- Reading text
Simone Conia | publications

2022

LREC

Universal Semantic Annotator: the First Unified API for WSD, SRL and Semantic Parsing

Orlando Riccardo, Conia Simone, Faralli Stefano, and Navigli Roberto

In Proceedings of LREC, 2022.

Abstract Paper

In this paper, we present the Universal Semantic Annotator (USeA), which offers the first unified API for high-quality automatic annotations of texts in 100 languages through state-of-the-art systems for Word Sense Disambiguation, Semantic Role Labeling and Semantic Parsing. Together, such annotations can be used to provide users with rich and diverse semantic information, help second-language learners, and allow researchers to integrate explicit semantic knowledge into downstream tasks and real-world applications.
ACL

Probing for Predicate Argument Structures in Pretrained Language Models

Conia Simone, and Navigli Roberto

In Proceedings of the 60th Annual Meeting of the Association for Computational Linguistics (Volume 1: Long Papers), 2022.

- Source data
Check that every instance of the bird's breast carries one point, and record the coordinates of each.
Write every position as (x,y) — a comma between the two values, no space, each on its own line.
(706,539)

- The problem
Carry the publications list forward from its last entry. The lines have nothing to do with the publications list.

- Output of the exercise
Abstract Paper

Thanks to the effectiveness and wide availability of modern pretrained language models (PLMs), recently proposed approaches have achieved remarkable results in dependency- and span-based, multilingual and cross-lingual Semantic Role Labeling (SRL). These results have prompted researchers to investigate the inner workings of modern PLMs with the aim of understanding how, where, and to what extent they encode information about SRL. In this paper, we follow this line of research and probe for predicate argument structures in PLMs. Our study shows that PLMs do encode semantic structures directly into the contextualized representation of a predicate, and also provides insights into the correlation between predicate senses and their structures, the degree of transferability between nominal and verbal structures, and how such structures are encoded across languages. Finally, we look at the practical implications of such insights and demonstrate the benefits of embedding predicate argument structure information into an SRL model.
ACL

SRL4E – Semantic Role Labeling for Emotions: A Unified Evaluation Framework

Campagnano Cesare, Conia Simone, and Navigli Roberto

In Proceedings of the 60th Annual Meeting of the Association for Computational Linguistics (Volume 1: Long Papers), 2022.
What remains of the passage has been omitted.